**Given task**. Pick out every line of the listing below that contains the word "white", and copy each such line in full.

**Excerpted records**.
○ ○ ○ ○
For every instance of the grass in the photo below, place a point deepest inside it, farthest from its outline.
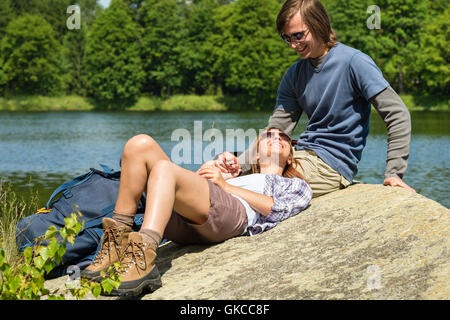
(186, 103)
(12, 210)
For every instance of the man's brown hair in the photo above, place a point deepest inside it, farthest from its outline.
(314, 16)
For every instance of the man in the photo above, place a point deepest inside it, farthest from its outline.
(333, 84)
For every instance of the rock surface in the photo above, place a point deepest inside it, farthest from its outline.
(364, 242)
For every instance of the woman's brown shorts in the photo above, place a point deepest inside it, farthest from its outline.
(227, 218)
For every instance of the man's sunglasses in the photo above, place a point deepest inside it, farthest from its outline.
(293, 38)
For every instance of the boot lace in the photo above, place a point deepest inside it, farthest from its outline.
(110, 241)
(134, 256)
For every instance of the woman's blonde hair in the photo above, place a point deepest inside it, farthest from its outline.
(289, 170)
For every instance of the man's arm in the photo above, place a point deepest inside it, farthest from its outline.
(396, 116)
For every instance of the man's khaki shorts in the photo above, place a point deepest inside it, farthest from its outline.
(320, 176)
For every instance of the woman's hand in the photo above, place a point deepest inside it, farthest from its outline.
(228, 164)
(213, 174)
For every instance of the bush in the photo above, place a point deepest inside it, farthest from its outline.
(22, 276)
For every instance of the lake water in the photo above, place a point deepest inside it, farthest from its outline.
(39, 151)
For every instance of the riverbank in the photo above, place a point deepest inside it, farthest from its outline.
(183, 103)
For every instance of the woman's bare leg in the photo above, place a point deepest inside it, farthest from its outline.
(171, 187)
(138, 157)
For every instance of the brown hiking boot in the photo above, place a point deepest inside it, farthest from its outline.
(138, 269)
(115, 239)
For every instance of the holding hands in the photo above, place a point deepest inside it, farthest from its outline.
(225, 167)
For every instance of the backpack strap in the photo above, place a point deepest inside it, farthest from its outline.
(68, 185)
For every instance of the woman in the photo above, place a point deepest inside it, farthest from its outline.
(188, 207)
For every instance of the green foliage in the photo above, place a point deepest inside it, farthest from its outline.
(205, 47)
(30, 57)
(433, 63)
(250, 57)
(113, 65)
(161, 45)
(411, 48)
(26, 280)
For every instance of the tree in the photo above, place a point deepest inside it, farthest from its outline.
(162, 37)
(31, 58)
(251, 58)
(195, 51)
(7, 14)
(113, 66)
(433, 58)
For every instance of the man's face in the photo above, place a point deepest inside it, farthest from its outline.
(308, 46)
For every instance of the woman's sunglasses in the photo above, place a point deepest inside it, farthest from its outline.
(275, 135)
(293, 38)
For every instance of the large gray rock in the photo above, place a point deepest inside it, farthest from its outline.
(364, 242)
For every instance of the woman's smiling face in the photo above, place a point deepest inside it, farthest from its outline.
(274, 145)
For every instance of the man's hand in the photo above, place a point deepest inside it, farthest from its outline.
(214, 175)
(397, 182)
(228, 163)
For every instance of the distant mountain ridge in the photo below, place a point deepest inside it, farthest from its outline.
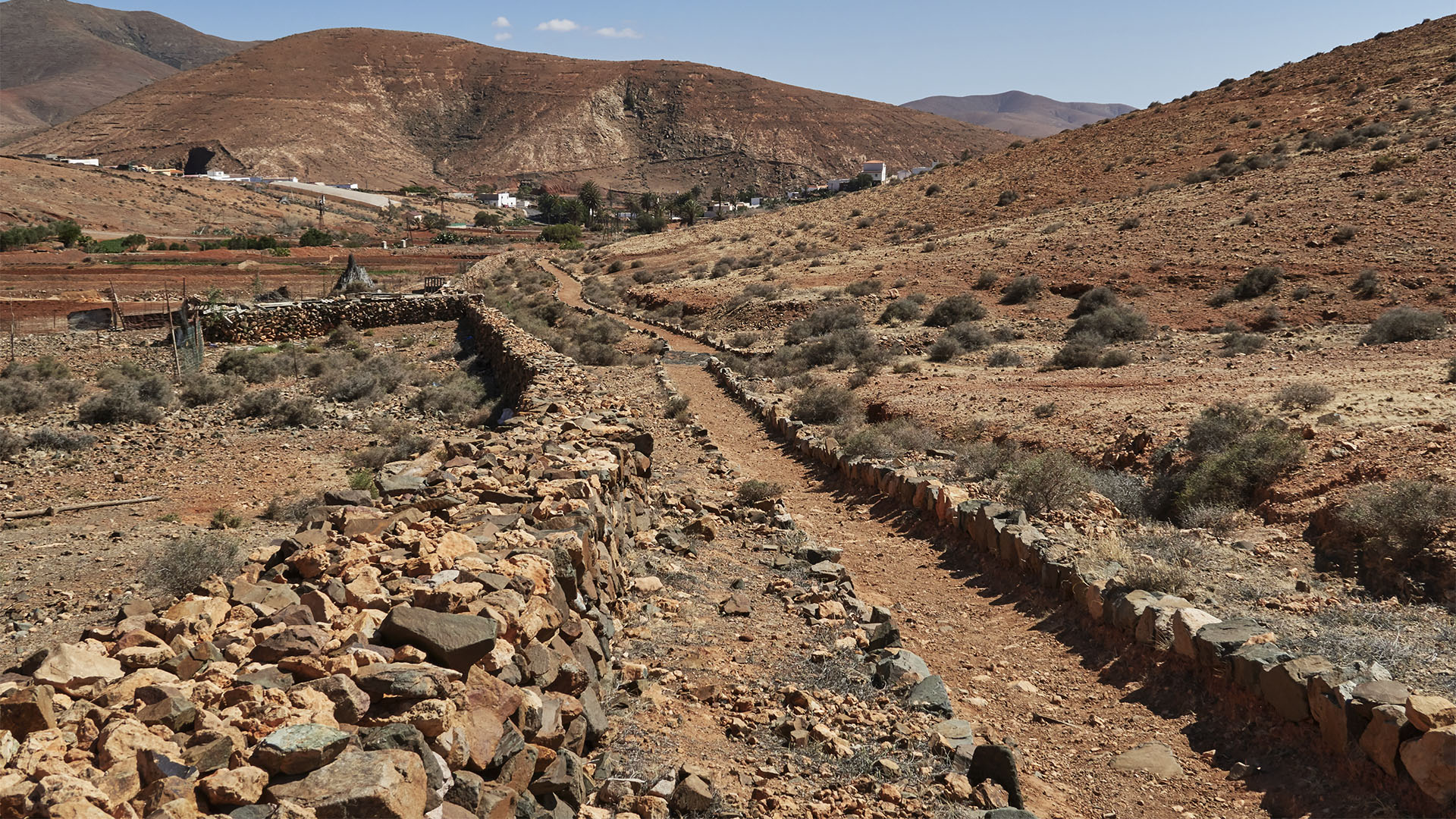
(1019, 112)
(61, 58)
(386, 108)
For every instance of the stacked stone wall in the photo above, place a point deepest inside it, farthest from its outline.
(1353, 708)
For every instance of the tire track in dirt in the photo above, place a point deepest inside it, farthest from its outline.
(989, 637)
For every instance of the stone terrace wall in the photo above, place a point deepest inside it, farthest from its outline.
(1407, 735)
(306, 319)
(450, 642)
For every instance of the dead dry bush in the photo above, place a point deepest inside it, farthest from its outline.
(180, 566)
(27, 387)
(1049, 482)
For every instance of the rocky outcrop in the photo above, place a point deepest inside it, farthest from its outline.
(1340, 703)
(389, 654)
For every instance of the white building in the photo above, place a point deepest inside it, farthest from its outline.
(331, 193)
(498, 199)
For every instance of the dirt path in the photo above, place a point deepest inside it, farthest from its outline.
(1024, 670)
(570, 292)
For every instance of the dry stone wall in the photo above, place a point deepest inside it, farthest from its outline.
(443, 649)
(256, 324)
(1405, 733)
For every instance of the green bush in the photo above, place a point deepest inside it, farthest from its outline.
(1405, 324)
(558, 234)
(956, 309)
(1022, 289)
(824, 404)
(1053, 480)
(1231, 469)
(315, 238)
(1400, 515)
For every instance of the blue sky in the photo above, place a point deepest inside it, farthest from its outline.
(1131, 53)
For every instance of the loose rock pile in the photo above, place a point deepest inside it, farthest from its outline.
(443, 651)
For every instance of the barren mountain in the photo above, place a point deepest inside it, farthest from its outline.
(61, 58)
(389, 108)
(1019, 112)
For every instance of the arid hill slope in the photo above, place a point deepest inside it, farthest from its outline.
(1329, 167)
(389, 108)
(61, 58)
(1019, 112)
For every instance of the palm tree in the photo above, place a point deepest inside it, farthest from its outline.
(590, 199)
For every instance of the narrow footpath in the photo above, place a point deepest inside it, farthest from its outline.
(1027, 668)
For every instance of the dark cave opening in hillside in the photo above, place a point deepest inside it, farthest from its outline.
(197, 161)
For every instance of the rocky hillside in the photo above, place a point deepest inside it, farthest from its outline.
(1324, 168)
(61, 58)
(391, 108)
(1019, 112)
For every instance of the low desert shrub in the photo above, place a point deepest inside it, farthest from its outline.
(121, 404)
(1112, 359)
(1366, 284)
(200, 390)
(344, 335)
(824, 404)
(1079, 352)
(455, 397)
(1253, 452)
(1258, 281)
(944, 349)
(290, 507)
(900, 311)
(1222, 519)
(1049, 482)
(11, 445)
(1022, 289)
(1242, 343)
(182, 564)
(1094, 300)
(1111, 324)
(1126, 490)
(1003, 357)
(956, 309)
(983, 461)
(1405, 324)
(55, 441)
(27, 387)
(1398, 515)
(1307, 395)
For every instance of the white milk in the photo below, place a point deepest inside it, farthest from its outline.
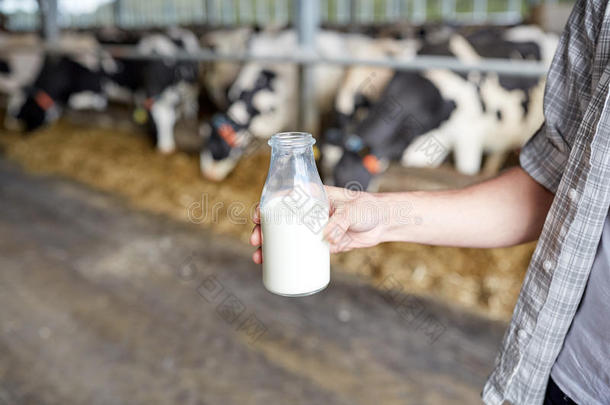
○ ○ ○ ○
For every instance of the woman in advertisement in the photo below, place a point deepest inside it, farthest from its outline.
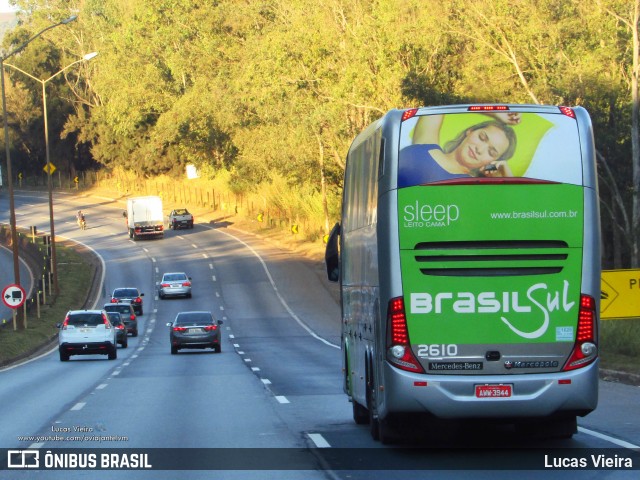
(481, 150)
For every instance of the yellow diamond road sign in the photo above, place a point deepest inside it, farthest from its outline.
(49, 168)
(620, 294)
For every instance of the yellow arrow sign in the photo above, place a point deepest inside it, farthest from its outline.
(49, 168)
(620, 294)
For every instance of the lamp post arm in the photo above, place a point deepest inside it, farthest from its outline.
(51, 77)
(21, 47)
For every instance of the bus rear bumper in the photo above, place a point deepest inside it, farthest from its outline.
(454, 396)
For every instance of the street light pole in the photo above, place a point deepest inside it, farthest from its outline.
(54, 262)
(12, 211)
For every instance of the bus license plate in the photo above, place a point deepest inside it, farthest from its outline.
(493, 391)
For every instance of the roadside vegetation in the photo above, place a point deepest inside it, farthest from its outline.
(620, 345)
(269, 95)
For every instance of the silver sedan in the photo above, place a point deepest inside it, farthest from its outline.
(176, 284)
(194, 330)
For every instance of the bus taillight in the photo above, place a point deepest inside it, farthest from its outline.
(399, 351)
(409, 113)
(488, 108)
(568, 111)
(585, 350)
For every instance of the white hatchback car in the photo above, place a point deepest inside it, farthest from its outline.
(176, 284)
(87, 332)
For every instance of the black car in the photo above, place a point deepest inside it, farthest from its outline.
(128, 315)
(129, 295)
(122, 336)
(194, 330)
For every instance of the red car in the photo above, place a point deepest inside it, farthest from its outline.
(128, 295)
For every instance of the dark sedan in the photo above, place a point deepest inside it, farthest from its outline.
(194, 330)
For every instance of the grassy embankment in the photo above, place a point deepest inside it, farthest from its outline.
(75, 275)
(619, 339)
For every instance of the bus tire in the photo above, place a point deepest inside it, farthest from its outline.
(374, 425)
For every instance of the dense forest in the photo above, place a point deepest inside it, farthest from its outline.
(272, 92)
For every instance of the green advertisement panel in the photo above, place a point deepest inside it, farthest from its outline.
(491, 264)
○ ○ ○ ○
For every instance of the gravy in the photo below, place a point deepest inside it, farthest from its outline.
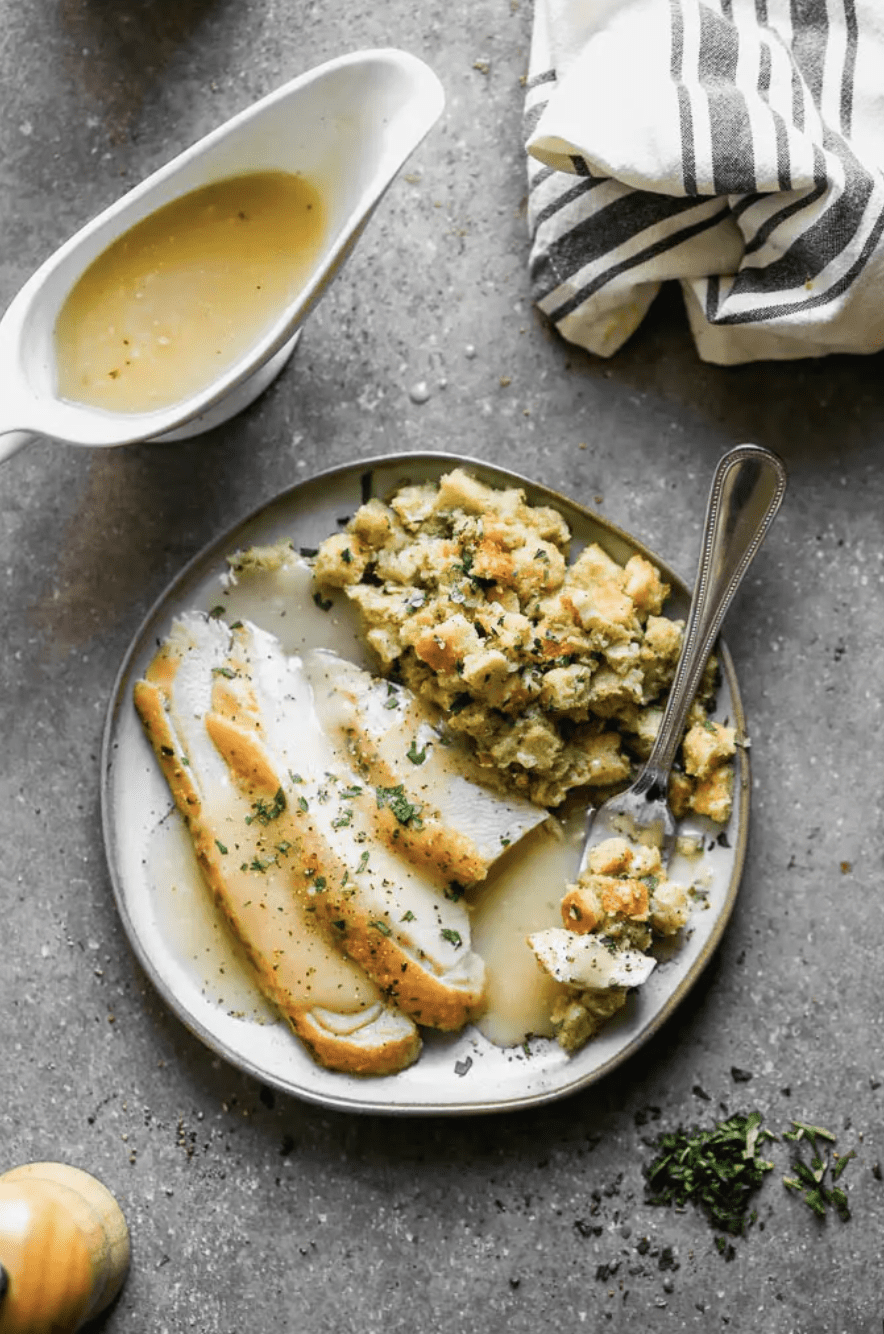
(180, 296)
○ ○ ○ ○
**Output of the task**.
For every instance of the white building in the photo above, place a point deepest inside it, farthest from its outline.
For every instance of the white milk in the photo below, place a point deepest inside it, farthest from its outline.
For every instance of the white hatchback car in the photo above, place a point deepest inside it, farthest from its outline.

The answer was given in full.